What this exercise asks.
A. In the Renew statement, repeat word for word the stretch from "The Group's strong" through "8.33p) per share.".
B. Answer the following from the Renew statement:
(i) What final dividend per share does the Board propose?
(ii) By which year at the latest is the Group committed to achieving net zero?
(iii) Which corporate governance code does the Group comply with as a minimum?
C. Resume the Renew statement, picking up after its final sentence.

===== Reading passage

The Group's strong trading performance, cash position and positive outlook give the Board the confidence to propose a final dividend of 11.17p (2020: 8.33p) per share, an increase of 34 per cent. This will be paid on 4 March 2022 to shareholders on the register as at 28 January 2022, with an ex- dividend date of 27 January 2022. This will represent a full year dividend of 16.0p (2020: 8.33p) per share.

 

People

Our employees are critical to the continued success of the Group and the Board would like to sincerely thank all its employees for their ongoing dedication and hard work.

 

Safety

Our priority remains to ensure both the safety of our workforce and continued delivery of essential renewal and maintenance operations. The Group's culture of robust governance, risk management and a focus on health and safety has together provided a strong platform from which we have been able to continue to operate over the last twelve months whilst delivering uninterrupted services for our customers.

 

ESG

Environmental

We understand the role we must play as a business in taking action to address the emissions we produce. We are committed to achieving net zero by no later than 2040, ahead of the 2050 target date set by the Government.

 

We are pleased to maintain our London Stock Exchange's Green Economy Mark which recognises those companies that derive more than 50 per cent of revenue from products and services that are contributing to environmental objectives. Renew plays an important role in helping to achieve government aims for greater sustainable infrastructure.

 

Social

As a business we strive to leave a lasting positive impact in the work we undertake. During the year our businesses have engaged with local schools and education providers, supported their local communities and undertook a range of charity events. 

 

Governance

As a Board, we are responsible for ensuring the effective application of high levels of governance within our business, balancing the interests of all our stakeholders.  As a minimum, the Group complies with the QCA Corporate Governance Code, more details of which can be found in the corporate governance section of the Group's website.

==========
===== Supplied information

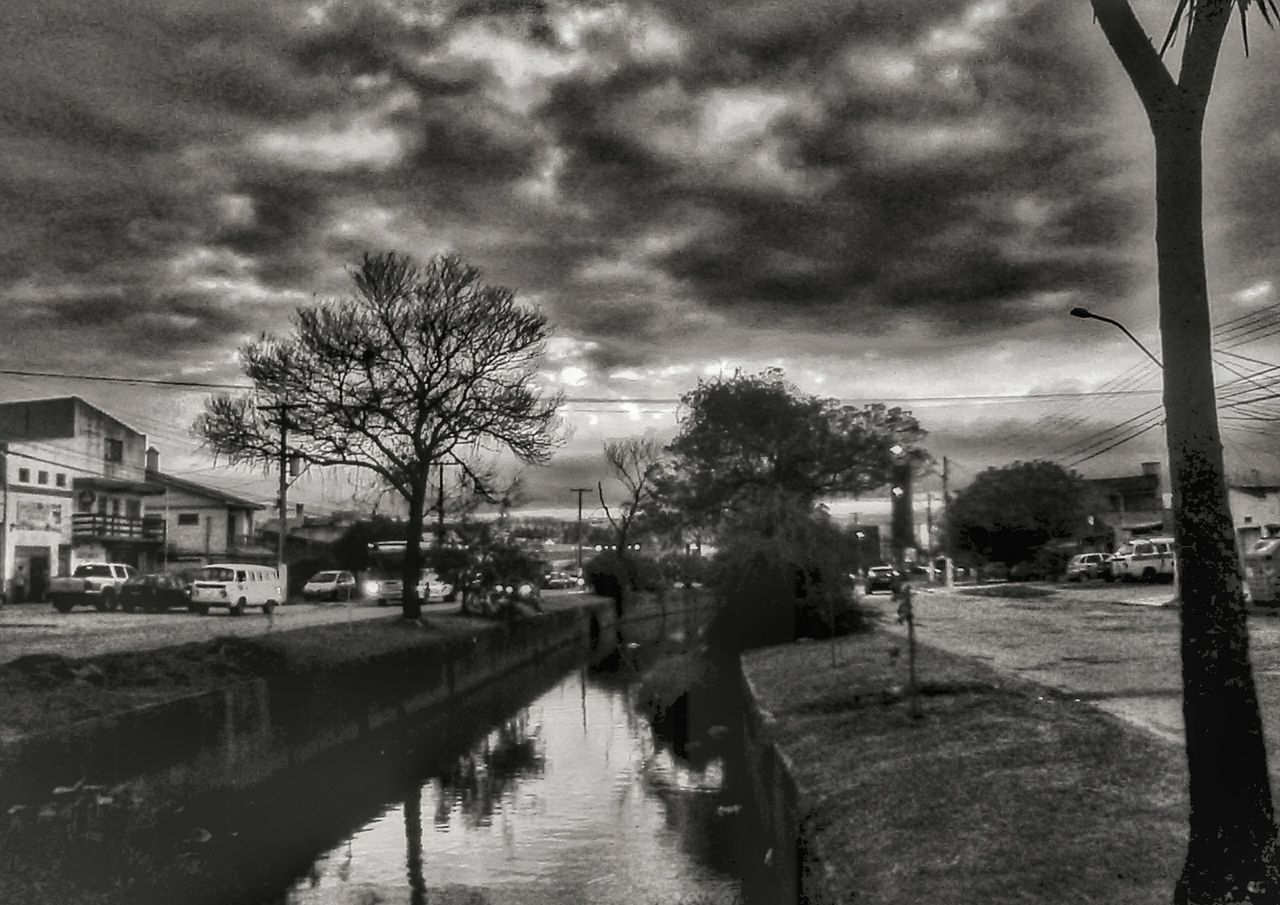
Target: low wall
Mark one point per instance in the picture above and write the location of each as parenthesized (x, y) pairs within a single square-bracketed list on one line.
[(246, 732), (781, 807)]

==========

Answers given.
A.
The Group's strong trading performance, cash position and positive outlook give the Board the confidence to propose a final dividend of 11.17p (2020: 8.33p) per share, an increase of 34 per cent. This will be paid on 4 March 2022 to shareholders on the register as at 28 January 2022, with an ex- dividend date of 27 January 2022. This will represent a full year dividend of 16.0p (2020: 8.33p) per share.

B.
(i) 11.17p per share.
(ii) 2040.
(iii) The QCA Corporate Governance Code.

C.
Risk management is led by the Board, which reviews the Group's risk profile on an ongoing basis alongside the Audit and Risk Committee. Subsidiary management teams are responsible for the effective embedding and monitoring of the Board's agreed risk management protocols and the Executive Directors provide regular updates to the Board on the principal risks and controls across the Group.

 

Further details of the Group's ESG progress and strategy are set out in the 2021 Annual Report and Accounts.

Board changes
At the same time as our annual results, we announced the appointment of Louise Hardy as a Non-executive Director. Louise will augment the breadth of skills and experience on the Board as the Group continues to grow. Further details of Louise's experience are included in that announcement and in the Annual Report.

Having served on the Board for just over ten years and in accordance with best practice, I have decided that it is time to step down as Chairman and from the Board. I have worked with my fellow Directors to identify the skills and experience required of a prospective Chairman and the Board has undertaken an exercise to find my replacement. That exercise is largely complete and the Board remains confident that this process will conclude in the new year and that a strong candidate will be appointed.

At the request of the Board, I have agreed to remain as Chairman until that appointment is finalised which I expect to be no later than Spring 2022, at which point I will step down from the Board.

In accordance with the Group's normal rules, a resolution approving my re-election as a Director will be put to shareholders at the forthcoming Annual General Meeting. On the basis that this is only for a short transitional period, I hope that the shareholders will vote in favour of these arrangements.

I have been fortunate to serve on this Board during a time of substantial growth in profitability and shareholder value. In most part this has been down to an exceptional, focused and diligent management team, past and present, who have implemented sound strategic thinking aimed at looking after the interests of all stakeholders including employees, shareholders, creditors and pensioners. I am proud of what has been achieved over my time with the Group.

 

Future focus

The Group is supported in the delivery of its long-term strategy through effective relationships with our directly employed workforce, customers, suppliers, shareholders, and wider stakeholders and these are critical to the continued success of the business. Building on our track record of consistently creating shareholder value we will continue to deliver our strategic priorities whilst focusing on our environmental, social and governance responsibilities. Our approach to equality, diversity and inclusion will also be a focus area as we move through 2022 and beyond.

 

The Board expects to continue to deliver growth, both organic and through strategic earnings-enhancing acquisitions. We remain focused on markets with high barriers to entry and where non-discretionary spending programmes exist to maintain critical infrastructure. Our differentiated business model and the reliable long-term nature of the UK infrastructure markets give the Board continued confidence in the Group's future and the significant growth opportunities ahead.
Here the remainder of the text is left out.